● Passage:
◇ ◇ ◇

As markets whipsaw in memecoin-fashion since the beginning of President Donald Trump’s on-again, off-again tariffs against various other nations, cannabis executives are navigating the recent surge in U.S. levies, particularly on Chinese goods.
Marijuana businesses have been reacting with relatively less alarm than other sectors, partially due to the industry’s domestic supply chain advantages and experience with previous market disruptions during the COVID-19 pandemic.
Still, that’s not to say the latest tariff against China – a major supplier of U.S. cannabis hardware – wouldn’t do damage to the marijuana trade. But it’s still up in the air of how that shapes the future if it’s subject to change at any point in time, especially as a new 90-pause on the rest of Trump’s tariff list slows the bleeding in any ways.
Ari Raptis, founder of cannabis logistics company Tulare Transportation, noted that uncertainty is the biggest challenge facing operators as tariffs create cost instability for essential imported items.
That goes for “items like vape cartridges, packaging and hardware, most of which are still heavily reliant on overseas manufacturing,” Raptis said. “Margins are already thin and now they’re asked to absorb or pass along additional costs, often without much lead time or clarity.”
The company, which handles around $1.2 billion worth of cannabis products annually across 28 states, has observed partners struggling with delayed shipments and sudden price increases.
“Even companies that want to shift sourcing to the U.S. are finding it hard to do it so quickly. It’s not a plug and play situation. Domestic infrastructure isn’t fully built out yet for the volume of compliance needs for cannabis,” he said.
The question of who absorbs these additional costs remains contentious throughout the supply chain.
“Someone has to absorb the shock, whether it’s a tariff, a fuel increase, supply chain delays,” Raptis explained. “Right now, the pressure is getting passed around like a hot potato between importers, manufacturers, distributors and retailers.”

◇ ◇ ◇

● Supplied records:

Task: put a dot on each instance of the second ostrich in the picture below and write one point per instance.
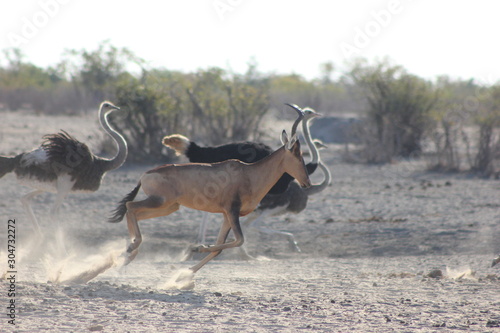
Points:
(248, 152)
(62, 164)
(293, 200)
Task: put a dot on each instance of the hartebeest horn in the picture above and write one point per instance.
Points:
(301, 115)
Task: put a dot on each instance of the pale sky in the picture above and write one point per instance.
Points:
(428, 38)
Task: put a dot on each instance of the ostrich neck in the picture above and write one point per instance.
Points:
(320, 187)
(120, 157)
(310, 144)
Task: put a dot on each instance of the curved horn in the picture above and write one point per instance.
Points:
(301, 115)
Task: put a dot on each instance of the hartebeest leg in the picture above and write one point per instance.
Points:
(223, 232)
(231, 221)
(140, 210)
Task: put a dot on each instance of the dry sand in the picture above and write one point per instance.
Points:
(369, 243)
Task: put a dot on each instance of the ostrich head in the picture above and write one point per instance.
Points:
(107, 106)
(310, 114)
(319, 144)
(177, 142)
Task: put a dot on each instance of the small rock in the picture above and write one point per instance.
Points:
(96, 328)
(435, 274)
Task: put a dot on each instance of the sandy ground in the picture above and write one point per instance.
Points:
(371, 246)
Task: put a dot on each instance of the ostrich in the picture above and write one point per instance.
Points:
(63, 164)
(248, 152)
(293, 200)
(231, 187)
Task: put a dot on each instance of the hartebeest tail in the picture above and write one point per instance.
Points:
(121, 209)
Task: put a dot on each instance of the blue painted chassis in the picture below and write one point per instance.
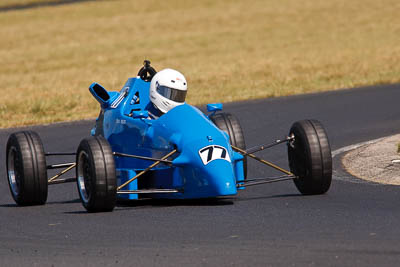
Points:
(184, 128)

◇ ◇ ◇

● Description of the task: In the passage about cannabis businesses and tariffs, how much cannabis product does Tulare Transportation handle each year, and across how many states?

● Response to the task: Around $1.2 billion worth of cannabis products annually, across 28 states.